Thursday, 10 April 2014

ANA AND ANDY, PHNOM PENH, CAMBODIA. 7th MAR 2014.

Ta-dah!  Next stop Cambodia..

We alighted our vessel and made our way to our Hotel (the impressively named Diamond Palace 2). We'd arranged to catch up with Julien and Lien that evening so we went our separate ways avoiding the excessive calls of 'tuk-tuk'

Our first glimpses of Phnom Penh from the Mekong

The hotel was another good find, right next to the Royal Palace and within a busy area. As it was an early start and long journey we stayed in and around the hotel until dinner.
Settling into our new home and new country!

The view from our balcony at the Diamond Palace!

We ate in 'Happy Herb Pizza' and had our first Cambodian dishes- Fish Amok and Lok Lak... Both were tasty and beer was cheap. Only later did we realise why it was called Happy Herb- with the house pizza having a good sprinkling of 'herbs' ;)
Cambodian dish number 1 - Fish Amok

Lok Lak 'English style' aka with chips!
We then caught up with Julien and Lien and settled down for some happy hour beers and an evening of chatter. They were great company and were making their way up to Laos as part of a months holiday from work and time away before their wedding.

■ LISTED ENTRIES:
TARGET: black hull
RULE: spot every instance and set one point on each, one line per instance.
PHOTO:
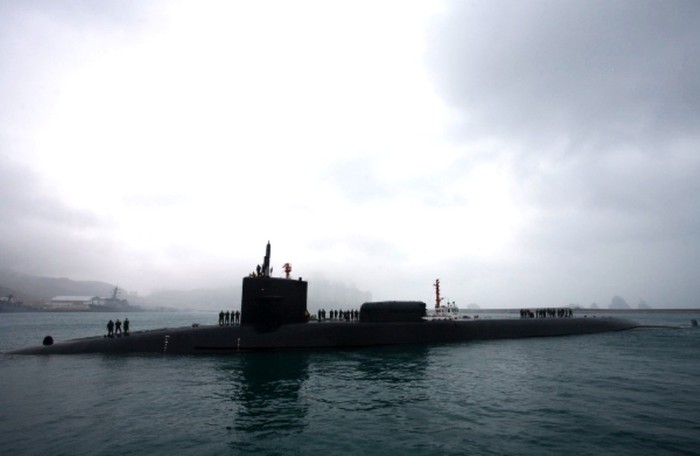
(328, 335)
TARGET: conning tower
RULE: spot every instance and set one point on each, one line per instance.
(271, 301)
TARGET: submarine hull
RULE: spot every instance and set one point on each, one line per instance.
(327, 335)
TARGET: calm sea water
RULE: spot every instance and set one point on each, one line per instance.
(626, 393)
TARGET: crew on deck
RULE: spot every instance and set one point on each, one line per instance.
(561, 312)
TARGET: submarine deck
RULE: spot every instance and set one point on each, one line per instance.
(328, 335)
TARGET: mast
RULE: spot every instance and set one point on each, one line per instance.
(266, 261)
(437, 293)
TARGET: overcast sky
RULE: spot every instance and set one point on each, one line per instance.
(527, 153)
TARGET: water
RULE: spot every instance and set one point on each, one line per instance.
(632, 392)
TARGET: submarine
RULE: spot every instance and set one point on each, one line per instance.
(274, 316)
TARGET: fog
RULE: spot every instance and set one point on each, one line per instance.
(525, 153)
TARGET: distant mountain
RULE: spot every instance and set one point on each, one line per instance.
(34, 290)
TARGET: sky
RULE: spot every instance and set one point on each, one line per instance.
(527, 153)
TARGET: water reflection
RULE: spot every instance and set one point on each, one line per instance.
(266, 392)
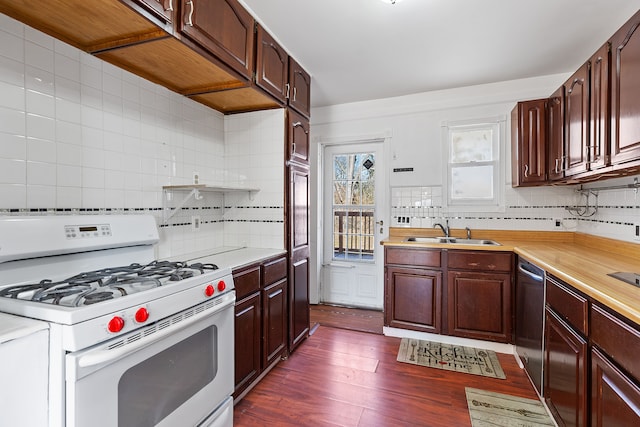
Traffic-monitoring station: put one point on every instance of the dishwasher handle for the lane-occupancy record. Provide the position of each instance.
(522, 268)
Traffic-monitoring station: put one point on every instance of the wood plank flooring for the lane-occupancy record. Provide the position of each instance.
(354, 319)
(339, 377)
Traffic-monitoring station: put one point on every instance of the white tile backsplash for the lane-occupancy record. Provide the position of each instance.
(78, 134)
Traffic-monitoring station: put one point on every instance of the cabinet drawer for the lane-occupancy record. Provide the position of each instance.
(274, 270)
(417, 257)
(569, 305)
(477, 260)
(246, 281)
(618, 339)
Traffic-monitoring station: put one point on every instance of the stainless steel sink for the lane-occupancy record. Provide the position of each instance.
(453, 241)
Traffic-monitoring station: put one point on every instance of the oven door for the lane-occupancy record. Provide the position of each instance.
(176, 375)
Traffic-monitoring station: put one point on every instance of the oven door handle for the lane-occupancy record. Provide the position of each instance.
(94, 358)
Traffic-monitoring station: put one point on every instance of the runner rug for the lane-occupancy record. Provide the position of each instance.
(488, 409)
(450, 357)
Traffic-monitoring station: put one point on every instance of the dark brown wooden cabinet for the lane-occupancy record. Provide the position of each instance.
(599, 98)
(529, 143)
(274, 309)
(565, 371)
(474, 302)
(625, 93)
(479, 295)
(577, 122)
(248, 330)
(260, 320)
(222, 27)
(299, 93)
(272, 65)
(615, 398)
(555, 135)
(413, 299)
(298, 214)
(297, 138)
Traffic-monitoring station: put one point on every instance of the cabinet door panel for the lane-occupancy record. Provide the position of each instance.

■ OBJECTIVES:
[A] Please transcribe part of the Phnom Penh travel post, starting at the words "We alighted our" and ending after the words "aka with chips!".
[B] Write the next part of the Phnom Penh travel post, picking up after its final sentence.

■ THE REPLIES:
[A]
We alighted our vessel and made our way to our Hotel (the impressively named Diamond Palace 2). We'd arranged to catch up with Julien and Lien that evening so we went our separate ways avoiding the excessive calls of 'tuk-tuk'

Our first glimpses of Phnom Penh from the Mekong

The hotel was another good find, right next to the Royal Palace and within a busy area. As it was an early start and long journey we stayed in and around the hotel until dinner.
Settling into our new home and new country!

The view from our balcony at the Diamond Palace!

We ate in 'Happy Herb Pizza' and had our first Cambodian dishes- Fish Amok and Lok Lak... Both were tasty and beer was cheap. Only later did we realise why it was called Happy Herb- with the house pizza having a good sprinkling of 'herbs' ;)
Cambodian dish number 1 - Fish Amok

Lok Lak 'English style' aka with chips!

[B]
Julien and Lien entertain us for the evening

The following day we'd decided to get on with the to-do list. First off was the museum which was just across the rd. Breakfast is included at the hotel so as soon as you make an appearance the tuk tuk drivers are all hollering at you- 'killing fields Sir?' We'd decided not to go to the killing fields so got used to an auto 'no thanks' response, again!

The museum was ok, very small in comparison to those at home but a great collection to nose through. Once we'd done there we decided to treat ourselves to a costa! I could feel the excitement sweating out if Andy when we saw it so it made sense to go :) As a bonus for deciding to spend 1/10th of our daily budget there I got my drink for free! It was International Women's Day and Costa were giving their first 50 ladies a free drink (dunno if you're aware that I love a freebie).

Museum


One man and his coffee- reunited

Drink done it was time to head further up the riverside via local markets to see Wat Phnom. (Wat being Temple and Phnom meaning hill) it was pretty cool to sew inside and get a bit of a view from the top of the very small Phnom.

Local markets

Inside Wat Phnom
Once done there we made our way back to the hotel to try and stop sweating- it's now 35 degrees pretty much ALL day. Bathed in air-con luxury and headed out for dinner. we'd bumped into Denise and Wayne (yes that's right, the ones from the Mekong tour) and they told us about a noodle place just around the corner from us. So we headed there. Your noodles are made fresh to order and then cooked there and then. Pretty impressive and certainly a crowd (and Andy) pleaser! Stuffed on spicy noodles, retired for a well earned rest in the ice box room.

Actual fresh noodles :)

The following day took us to the Royal Palace, again right near us so easy walk once you've got through the wall of tuk tuk drivers at the hotel. On the way to the palace a kind man stopped to tell us it was closed and we should go with him to xyz...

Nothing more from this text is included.